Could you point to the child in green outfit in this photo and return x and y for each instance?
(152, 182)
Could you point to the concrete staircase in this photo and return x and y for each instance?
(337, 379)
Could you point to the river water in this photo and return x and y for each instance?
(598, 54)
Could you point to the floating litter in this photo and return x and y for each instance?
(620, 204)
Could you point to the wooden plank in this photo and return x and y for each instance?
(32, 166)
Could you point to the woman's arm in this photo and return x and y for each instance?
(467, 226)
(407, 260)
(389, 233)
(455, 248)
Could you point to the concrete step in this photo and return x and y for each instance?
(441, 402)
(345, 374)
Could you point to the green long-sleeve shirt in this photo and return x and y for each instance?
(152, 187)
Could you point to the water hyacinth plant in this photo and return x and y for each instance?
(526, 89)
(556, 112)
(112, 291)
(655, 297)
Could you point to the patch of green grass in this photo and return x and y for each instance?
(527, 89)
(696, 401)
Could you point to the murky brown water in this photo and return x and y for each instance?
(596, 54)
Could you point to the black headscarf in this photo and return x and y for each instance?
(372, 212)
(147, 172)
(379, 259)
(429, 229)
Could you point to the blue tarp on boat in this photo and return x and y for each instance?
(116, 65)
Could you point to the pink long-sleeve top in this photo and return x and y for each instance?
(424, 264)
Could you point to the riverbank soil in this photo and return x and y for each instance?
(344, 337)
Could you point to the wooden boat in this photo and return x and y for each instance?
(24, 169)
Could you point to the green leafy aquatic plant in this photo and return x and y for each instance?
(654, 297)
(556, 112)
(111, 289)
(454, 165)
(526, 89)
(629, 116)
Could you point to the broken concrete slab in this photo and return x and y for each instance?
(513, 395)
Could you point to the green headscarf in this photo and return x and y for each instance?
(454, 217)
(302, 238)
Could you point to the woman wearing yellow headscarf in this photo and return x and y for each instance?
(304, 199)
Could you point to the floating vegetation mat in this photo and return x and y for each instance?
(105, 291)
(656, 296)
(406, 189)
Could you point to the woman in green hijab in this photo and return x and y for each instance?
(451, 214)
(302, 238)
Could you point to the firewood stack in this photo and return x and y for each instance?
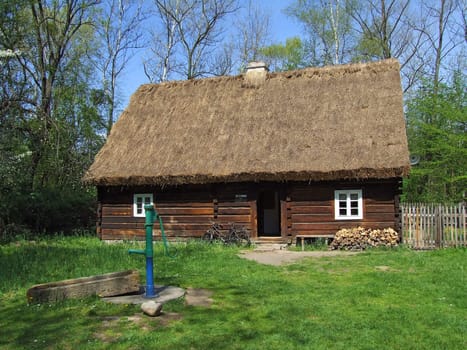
(359, 238)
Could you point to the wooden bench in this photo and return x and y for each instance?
(302, 238)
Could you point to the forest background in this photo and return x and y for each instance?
(63, 66)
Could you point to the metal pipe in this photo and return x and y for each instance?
(149, 223)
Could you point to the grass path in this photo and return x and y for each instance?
(380, 299)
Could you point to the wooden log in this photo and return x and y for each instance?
(110, 284)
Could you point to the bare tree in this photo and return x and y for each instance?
(252, 33)
(191, 29)
(161, 61)
(118, 34)
(48, 35)
(443, 34)
(327, 24)
(386, 29)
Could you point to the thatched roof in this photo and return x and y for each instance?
(339, 122)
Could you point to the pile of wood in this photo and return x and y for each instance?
(359, 238)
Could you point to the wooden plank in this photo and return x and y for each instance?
(379, 208)
(110, 210)
(254, 219)
(313, 218)
(110, 284)
(297, 203)
(187, 210)
(182, 203)
(187, 219)
(283, 207)
(311, 209)
(234, 210)
(234, 218)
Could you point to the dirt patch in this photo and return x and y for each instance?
(282, 257)
(107, 335)
(198, 297)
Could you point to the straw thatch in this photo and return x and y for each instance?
(340, 122)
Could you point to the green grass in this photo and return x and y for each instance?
(381, 299)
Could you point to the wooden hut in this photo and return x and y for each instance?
(302, 152)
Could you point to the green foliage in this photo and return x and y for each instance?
(328, 27)
(50, 125)
(437, 132)
(397, 299)
(285, 57)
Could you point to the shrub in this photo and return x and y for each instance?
(359, 238)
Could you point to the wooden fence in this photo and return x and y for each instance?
(427, 226)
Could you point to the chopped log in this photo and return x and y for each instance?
(110, 284)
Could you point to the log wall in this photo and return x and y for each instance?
(188, 211)
(310, 209)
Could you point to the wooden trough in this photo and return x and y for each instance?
(106, 285)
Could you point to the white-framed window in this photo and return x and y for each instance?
(139, 201)
(348, 204)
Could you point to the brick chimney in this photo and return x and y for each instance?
(256, 73)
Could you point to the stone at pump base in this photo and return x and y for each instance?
(151, 308)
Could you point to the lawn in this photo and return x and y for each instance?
(380, 299)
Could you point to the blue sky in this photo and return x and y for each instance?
(282, 28)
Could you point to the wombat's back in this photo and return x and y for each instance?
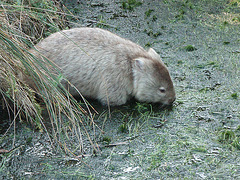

● ● ●

Instructions for the task ▸ Print out all the material word for word but exclude any images.

Reply ▸
Could you point to the child in green outfit in this photo and return x and y for each instance?
(152, 182)
Could you point to the concrete staircase in this photo and return x and y for each instance?
(337, 379)
Could you point to the river water in this photo and return x and y for each instance?
(598, 54)
Could you point to the floating litter in this photo and return x and y for each instance?
(620, 204)
Could you point to the wooden plank in this photo and return x and y for each instance?
(32, 166)
Could you point to the woman's arm in this photo and return x and y for each instance?
(467, 226)
(407, 260)
(389, 233)
(455, 248)
Could you point to the concrete step in this photo and return x and y for each instance?
(441, 402)
(345, 374)
Could you point to the green long-sleeve shirt in this photo and return x and y for each instance?
(152, 187)
Could you point to the water hyacinth plant in this photo and return x and y for each instance?
(526, 89)
(556, 112)
(112, 291)
(655, 297)
Could you point to the patch of green grass in this photo and return x and y for each instance?
(527, 89)
(696, 401)
Could you point to the murky brown water in this photo and return x and y for each instance?
(596, 54)
Could you point to the black headscarf in this photo and return x and y for each instance?
(372, 212)
(147, 172)
(379, 259)
(429, 229)
Could you point to the blue tarp on boat in this photo and return x and y for each instance?
(116, 65)
Could you point to the pink long-sleeve top in this photo and return x and y for each instance?
(424, 264)
Could you point to the riverbank soil in this photo and return x and y for each instance?
(344, 337)
Could you point to the wooden boat in this photo and return x and y for each instance?
(24, 169)
Could you point to the green leafy aquatic plant in this photo and return x and y for each instance?
(654, 297)
(556, 112)
(111, 289)
(454, 165)
(526, 89)
(629, 116)
Could you point to the broken concrete slab in this photo and return x and y for each instance?
(513, 395)
Could you point to the green headscarf in this photo and return x and y for each instance?
(454, 217)
(302, 238)
Could you point to the woman wearing yellow headscarf in this photo and return x and y for each instance?
(304, 199)
Could you point to the floating vegetation mat in this photo and return x and y for each instance?
(105, 291)
(656, 296)
(406, 189)
Could you point to the woman in green hijab in this photo and return x and y for each instance?
(451, 214)
(302, 238)
Could you point to the firewood stack in this photo and return x and y for each instance?
(359, 238)
Could you point to the wooden bench in this photo and return x and y for each instance?
(302, 238)
Could you point to the forest background in this photo and return x and y for each instance?
(63, 66)
Could you point to the metal pipe in this photo and return x and y for each instance?
(149, 223)
Could you point to the grass path in this photo and return x and y for each instance?
(380, 299)
Could you point to the wooden log in this photo and return x and y for each instance?
(110, 284)
Could you point to the bare tree in this photo and return x and y for each instance?
(252, 33)
(191, 29)
(161, 61)
(118, 34)
(48, 35)
(443, 34)
(327, 24)
(386, 29)
Could you point to the thatched roof in this photo and return x and y for each instance?
(339, 122)
Could you point to the pile of wood in this photo and return x and y for each instance?
(359, 238)
Could you point to the wooden plank in this photo and return x and y for each instance?
(379, 208)
(110, 210)
(254, 219)
(313, 218)
(110, 284)
(297, 203)
(187, 210)
(182, 203)
(187, 219)
(283, 207)
(311, 209)
(234, 210)
(234, 218)
Could you point to the dirt patch in this photo and return x and y for each instance?
(282, 257)
(107, 335)
(198, 297)
Could you point to the straw thatch in this photo and return x and y for each instance?
(340, 122)
Could you point to the green grass in this photo and return x and y for each instance?
(381, 299)
Could you point to the wooden hut in this photo and return x and y for each instance?
(302, 152)
Could you point to the green foliage in this photo and return x and y for each instance?
(328, 27)
(50, 125)
(437, 132)
(397, 299)
(285, 57)
Could you point to the shrub in this photo and return x and y for each instance?
(359, 238)
Could you point to the wooden fence in this photo and return x and y for each instance?
(427, 226)
Could you point to the chopped log in this photo and return x and y for each instance?
(110, 284)
Could you point to the log wall in this photo and return x and y for each instance?
(188, 211)
(310, 209)
Could you point to the wooden trough in this photo and return x and y for each instance?
(106, 285)
Could you point to the white-framed window in this photo and return x and y for each instance?
(139, 201)
(348, 204)
Could you point to the brick chimney in this photo and return x and y for each instance?
(256, 73)
Could you point to the stone at pump base in this photo and return x and y for each instance?
(151, 308)
Could you point to the lawn in this photo and return x and y for each instance?
(380, 299)
Could you point to the blue sky in this photo and return x and y for each instance?
(282, 28)
Could you point to the wombat's back in this photo and return x and y for each instance?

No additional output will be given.